The entries that follow are to be duplicated in full, character for character.

(Available data)

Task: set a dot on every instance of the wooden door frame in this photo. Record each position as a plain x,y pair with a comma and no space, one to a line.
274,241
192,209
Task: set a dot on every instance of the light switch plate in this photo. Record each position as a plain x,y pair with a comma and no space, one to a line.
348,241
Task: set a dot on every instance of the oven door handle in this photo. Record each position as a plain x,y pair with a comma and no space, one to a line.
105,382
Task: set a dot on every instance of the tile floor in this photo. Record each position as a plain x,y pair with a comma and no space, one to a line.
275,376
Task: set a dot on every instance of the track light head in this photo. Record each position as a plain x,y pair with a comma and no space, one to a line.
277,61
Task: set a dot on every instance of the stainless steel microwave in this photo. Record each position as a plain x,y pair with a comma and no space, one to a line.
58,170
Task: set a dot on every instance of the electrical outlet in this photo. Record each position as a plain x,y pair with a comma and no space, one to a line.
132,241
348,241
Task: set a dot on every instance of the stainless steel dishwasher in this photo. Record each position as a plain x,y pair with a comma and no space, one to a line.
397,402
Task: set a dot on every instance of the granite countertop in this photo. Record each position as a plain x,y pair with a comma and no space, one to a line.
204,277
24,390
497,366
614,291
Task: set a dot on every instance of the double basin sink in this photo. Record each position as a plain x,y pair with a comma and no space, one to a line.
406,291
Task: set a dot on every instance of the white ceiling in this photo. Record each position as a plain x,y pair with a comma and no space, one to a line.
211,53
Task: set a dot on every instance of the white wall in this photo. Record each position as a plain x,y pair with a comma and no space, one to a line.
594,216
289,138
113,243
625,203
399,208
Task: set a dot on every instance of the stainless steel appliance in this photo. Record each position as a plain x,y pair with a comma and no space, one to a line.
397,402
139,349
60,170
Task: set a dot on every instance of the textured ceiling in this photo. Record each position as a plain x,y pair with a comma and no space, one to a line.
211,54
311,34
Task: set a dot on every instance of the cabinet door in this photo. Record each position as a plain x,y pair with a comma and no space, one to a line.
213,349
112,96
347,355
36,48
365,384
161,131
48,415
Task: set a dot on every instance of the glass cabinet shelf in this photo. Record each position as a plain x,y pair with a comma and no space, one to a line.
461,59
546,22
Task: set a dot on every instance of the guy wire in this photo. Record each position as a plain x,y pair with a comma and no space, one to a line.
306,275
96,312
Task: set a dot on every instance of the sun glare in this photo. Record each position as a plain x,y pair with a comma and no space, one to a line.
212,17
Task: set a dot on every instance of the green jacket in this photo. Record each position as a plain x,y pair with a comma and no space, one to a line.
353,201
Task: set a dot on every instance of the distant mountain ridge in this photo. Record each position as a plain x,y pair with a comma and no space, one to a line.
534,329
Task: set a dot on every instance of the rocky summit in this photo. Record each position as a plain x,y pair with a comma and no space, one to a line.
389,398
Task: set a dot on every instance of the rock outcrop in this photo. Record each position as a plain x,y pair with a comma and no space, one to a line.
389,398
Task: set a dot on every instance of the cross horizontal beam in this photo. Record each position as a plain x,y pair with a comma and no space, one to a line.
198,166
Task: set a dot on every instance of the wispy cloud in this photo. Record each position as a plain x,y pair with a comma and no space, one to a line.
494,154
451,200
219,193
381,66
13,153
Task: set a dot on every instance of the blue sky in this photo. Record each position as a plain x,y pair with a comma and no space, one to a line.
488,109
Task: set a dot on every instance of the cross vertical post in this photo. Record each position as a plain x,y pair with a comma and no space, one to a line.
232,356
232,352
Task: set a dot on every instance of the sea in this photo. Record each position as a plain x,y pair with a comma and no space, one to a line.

(End Available data)

=== Task solution ===
Task: set a dot on every instance of the wooden door frame in this photo. Record each position as a plain x,y pair with a comma and no space, one to a line.
274,241
192,209
Task: set a dot on every instance of the light switch plate in this photo. Record each position as a plain x,y pair with a comma and no space, one to a line.
348,241
Task: set a dot on every instance of the oven door handle in this photo. Record each position as a plain x,y pair with a comma and no space, one to a line.
105,382
Task: set a dot on every instance of the tile floor in this photo. Record each position as a plain x,y pair with a comma and no space, one to a line.
275,376
Task: set a dot on every instance of the track light head in this photo. Record each position as a plain x,y pair with a comma and no space, one to a line.
277,61
Task: set a dot on every instance of the stainless steel microwave in this photo. Record each position as a plain x,y pair with a comma and no space, one to a line.
58,170
Task: set a dot on every instance of the electrical outlet in this photo. Record each position as a plain x,y pair with a comma and no space, one to a line.
132,241
348,241
Task: set a dot on every instance of the stainless steel dishwasher in this photo. Record each position as a plain x,y pair with a comma and no space, one to a line.
397,402
Task: set a dot on every instance of the granite countertop in this photo. Record each position as a plain x,y pair with a comma and no space, one to a line.
204,277
24,390
497,366
614,291
Task: set a dot on every instance of the double basin sink in this photo. Record each position as a plain x,y pair with a comma and no space, one to a line.
406,291
Task: set a dot on every instance of the white ceiling in this photo. Record each position as a plain x,y pair with a comma and no space, one to a line.
211,53
Task: set a dot on every instance of the white wall in this photo. Record each position as a plain x,y pair with a comma and no space, one to a line.
594,216
289,138
113,243
625,203
399,208
Task: set a dot on every instance of the stainless steel appliance in this photo. Record each position as a plain x,y pair with a comma and no space, one to a line.
397,402
139,349
60,170
Task: set a dot on every instance of the textured ceiling in this photo. Record each position as a plain x,y pair with a comma and no space, one to a line.
211,54
311,34
Task: set a dot on every instance of the cabinet door in this photo. Record each position as a plain x,y pair with a comma and no space, one to a line.
213,349
112,96
347,355
36,48
365,384
161,131
48,415
Task: set a dot on every instance of the glass cabinet shelf in this photo. Record each position as a plain x,y pair with a comma and no space, one to a line.
461,59
546,22
Task: set a dot on every instance of the guy wire in this photo. Record each position as a plain x,y pair with a comma and no space, one to a line.
306,275
96,312
Task: set a dot on every instance of the sun glare in this photo. Record each position as a plain x,y pair with a comma and no space, one to a line.
212,17
Task: set a dot on every instance of the green jacket in this photo. Record each position as a plain x,y pair with a comma and no space, one to a line.
353,201
Task: set a dot on every instance of the distant mountain ridge in this photo. Record each position as a plain x,y pair with a comma and no space, one to a line.
534,329
Task: set a dot on every instance of the rocky summit in this photo. Record each position as a plain x,y pair with a comma and no space, one to a line.
389,398
Task: set a dot on every instance of the rock outcrop in this photo. Record each position as a plain x,y pair with a comma and no space, one to a line.
389,398
Task: set a dot on every instance of the cross horizontal beam in this photo. Record each position as a plain x,y pair with a comma and no space, one to a line.
198,166
Task: set a dot on every instance of the wispy cloud in this photo. Record each position as a plain x,y pair with a comma and no space, one to a line.
494,154
451,200
219,193
381,66
13,153
Task: set a dot on every instance of the blue sky in this photo. Record each position as a plain x,y pair with a comma and no space, one to a line.
488,109
Task: set a dot on every instance of the cross vertical post in this photo. Record each position as a plain x,y pair with a comma and no space, one to a line.
232,356
232,352
Task: set a dot on every instance of the sea in this photo. Record each position as a plain x,y pair with a comma and no space, one to a line.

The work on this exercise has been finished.